**Goal**
Edit the records below so that each "a point for each instance" becomes "one point per instance", and reproduce everything else without change.
───── Extracted records ─────
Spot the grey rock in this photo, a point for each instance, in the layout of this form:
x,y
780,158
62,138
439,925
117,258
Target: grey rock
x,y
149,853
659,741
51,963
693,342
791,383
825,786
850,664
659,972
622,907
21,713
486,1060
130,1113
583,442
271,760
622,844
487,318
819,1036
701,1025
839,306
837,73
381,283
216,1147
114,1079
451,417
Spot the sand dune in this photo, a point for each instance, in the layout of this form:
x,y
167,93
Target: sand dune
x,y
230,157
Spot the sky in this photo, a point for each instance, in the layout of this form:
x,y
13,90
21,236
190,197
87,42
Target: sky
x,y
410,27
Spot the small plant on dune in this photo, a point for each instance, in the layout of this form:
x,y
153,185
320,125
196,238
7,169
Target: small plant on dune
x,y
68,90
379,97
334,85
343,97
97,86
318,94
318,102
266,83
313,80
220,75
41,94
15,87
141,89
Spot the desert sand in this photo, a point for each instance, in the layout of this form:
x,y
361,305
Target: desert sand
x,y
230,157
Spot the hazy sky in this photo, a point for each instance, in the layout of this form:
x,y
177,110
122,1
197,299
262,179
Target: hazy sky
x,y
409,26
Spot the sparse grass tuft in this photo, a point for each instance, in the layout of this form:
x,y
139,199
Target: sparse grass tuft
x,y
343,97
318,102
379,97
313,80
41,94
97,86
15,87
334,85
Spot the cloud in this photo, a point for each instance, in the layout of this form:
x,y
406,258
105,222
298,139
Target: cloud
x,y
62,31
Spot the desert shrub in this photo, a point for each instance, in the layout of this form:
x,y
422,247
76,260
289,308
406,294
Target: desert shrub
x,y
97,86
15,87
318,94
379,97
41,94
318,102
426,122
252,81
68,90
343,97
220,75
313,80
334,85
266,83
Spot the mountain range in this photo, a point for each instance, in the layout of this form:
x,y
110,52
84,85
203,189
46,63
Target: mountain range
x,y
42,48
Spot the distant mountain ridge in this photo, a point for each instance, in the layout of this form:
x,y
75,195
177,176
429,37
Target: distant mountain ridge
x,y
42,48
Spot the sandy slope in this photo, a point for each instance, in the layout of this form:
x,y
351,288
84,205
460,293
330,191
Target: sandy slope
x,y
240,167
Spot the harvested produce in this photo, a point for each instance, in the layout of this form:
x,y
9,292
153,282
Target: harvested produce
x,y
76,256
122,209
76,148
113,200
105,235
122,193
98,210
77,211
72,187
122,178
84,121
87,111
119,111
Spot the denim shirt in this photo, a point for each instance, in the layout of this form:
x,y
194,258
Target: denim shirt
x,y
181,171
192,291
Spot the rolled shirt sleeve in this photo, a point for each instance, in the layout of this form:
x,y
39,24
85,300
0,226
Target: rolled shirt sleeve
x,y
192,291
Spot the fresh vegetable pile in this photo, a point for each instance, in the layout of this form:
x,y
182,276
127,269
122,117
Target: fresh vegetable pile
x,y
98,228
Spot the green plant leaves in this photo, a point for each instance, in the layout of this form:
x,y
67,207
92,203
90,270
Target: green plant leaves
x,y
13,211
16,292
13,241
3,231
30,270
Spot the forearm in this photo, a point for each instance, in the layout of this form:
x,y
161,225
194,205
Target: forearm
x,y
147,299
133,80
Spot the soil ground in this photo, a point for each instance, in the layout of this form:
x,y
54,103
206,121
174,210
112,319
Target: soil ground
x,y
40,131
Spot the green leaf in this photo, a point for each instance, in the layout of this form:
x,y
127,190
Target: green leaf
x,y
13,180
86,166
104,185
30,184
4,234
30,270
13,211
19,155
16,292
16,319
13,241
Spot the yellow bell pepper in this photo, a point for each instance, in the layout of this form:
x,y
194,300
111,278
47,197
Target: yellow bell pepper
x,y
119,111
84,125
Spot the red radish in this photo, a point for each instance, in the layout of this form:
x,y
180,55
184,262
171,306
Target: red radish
─────
**Exercise response**
Spot the grey rock in this photo, one point per instance, in the layout of this form:
x,y
780,158
62,138
439,925
117,258
Target: grey rock
x,y
149,853
659,741
51,963
693,342
791,383
825,786
850,664
659,972
622,907
21,713
486,1060
130,1113
583,442
271,760
622,844
487,318
819,1036
701,1025
839,306
837,73
381,283
216,1147
114,1079
451,417
Spot the sand dune in this photo, one point per instance, in the layout of this form:
x,y
167,93
Target: sand dune
x,y
230,157
Spot the sky in this photo, one point per instance, in the layout of this form:
x,y
13,90
21,236
190,197
87,42
Target: sky
x,y
410,27
Spot the small plant on dune in this photo, one point per instance, in the layout of this form:
x,y
153,185
320,125
196,238
7,169
Target: small plant on dune
x,y
68,90
379,97
334,85
343,97
97,86
318,94
318,102
266,83
313,80
220,75
41,94
15,87
141,89
Spot the desert sand in this photo, one point per instance, in the layout of this form:
x,y
361,305
Target: desert sand
x,y
230,157
Spot the hazy sky in this photo, one point per instance, in the layout of this form:
x,y
177,110
122,1
197,299
262,179
Target: hazy sky
x,y
409,26
Spot the sparse grass tuft in this photo, one point per instance, in the layout of this form:
x,y
139,199
Target: sparse grass tuft
x,y
343,97
318,102
379,97
313,80
41,94
97,86
15,87
334,85
Spot the cloud in this photo, one point per instance, in the layout of this form:
x,y
406,258
105,222
298,139
Target: cloud
x,y
62,31
Spot the desert shrub in this photo, one point per instance, in the layout of this form:
x,y
422,247
76,260
289,308
406,294
Target: desert shrub
x,y
97,86
15,87
318,94
379,97
41,94
318,102
426,122
252,81
68,90
343,97
220,75
313,80
334,85
266,83
Spot the mountain range in this photo, one point per instance, in the layout of this form:
x,y
110,52
84,85
203,189
46,63
Target: mountain range
x,y
42,48
Spot the distant mountain ridge in this photo, one point per instance, in the layout of this form:
x,y
75,195
177,176
429,37
Target: distant mountain ridge
x,y
42,48
Spot the sandy slope in this photo, one point per instance, in the layout of this form:
x,y
351,288
84,205
460,293
330,191
Target: sandy slope
x,y
240,167
Spot the harvested produce in this photo, one point per instance, in the layout of this form:
x,y
9,292
153,282
Target: harvested produce
x,y
76,256
122,209
76,148
113,200
105,235
122,193
98,210
77,211
72,187
122,178
84,121
87,111
119,111
Spot the denim shirt in this photo, one point per instance, in the layout of this form:
x,y
194,258
Target: denim shirt
x,y
181,171
192,291
Spot the rolled shirt sleeve in this photo, one point per instance, in the layout of this form:
x,y
39,24
85,300
0,226
Target: rolled shirt sleeve
x,y
192,291
Spot the fresh vegetable pile in this photo, one point per instance, in the layout of this form:
x,y
182,276
127,269
122,117
Target: fresh vegetable pile
x,y
98,228
Spot the green plant leaves in this photo, one point per instance, in the layout of this form:
x,y
67,207
92,203
90,270
Target: green plant leaves
x,y
13,211
16,292
13,241
3,231
30,270
Spot the forearm in this photo, one point per instance, in the layout of this form:
x,y
161,225
194,205
Target: forearm
x,y
147,299
133,80
Spot the soil ground in this photo, one point per instance, in the layout of this form:
x,y
54,103
206,121
174,210
112,319
Target: soil ground
x,y
40,131
Spot the green leaf in this photo, one point per instance, in the layout of this form:
x,y
127,190
Target: green leaf
x,y
13,180
86,166
104,185
30,184
4,234
30,270
13,211
19,155
16,292
16,319
13,241
Spot the yellow bell pepper in this photo, one point per instance, in the layout of this form:
x,y
194,300
111,278
47,197
Target: yellow bell pepper
x,y
119,111
84,125
Spot the red radish in this photo, one point per instance, in the layout of this form:
x,y
180,55
184,262
171,306
Target: red radish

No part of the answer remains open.